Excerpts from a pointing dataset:
____
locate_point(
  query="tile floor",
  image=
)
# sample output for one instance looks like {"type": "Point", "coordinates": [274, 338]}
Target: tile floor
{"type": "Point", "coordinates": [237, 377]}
____
**THE REQUEST**. Render every line of the records above as a JSON list of strings, one string per line, and omit any blank lines.

**FINISHED TASK**.
[
  "locate_point(",
  "  query=\"tile floor\",",
  "  image=",
  ")",
  "# sample output for one instance looks like {\"type\": \"Point\", \"coordinates\": [274, 338]}",
  "Target: tile floor",
  "{\"type\": \"Point\", \"coordinates\": [237, 377]}"
]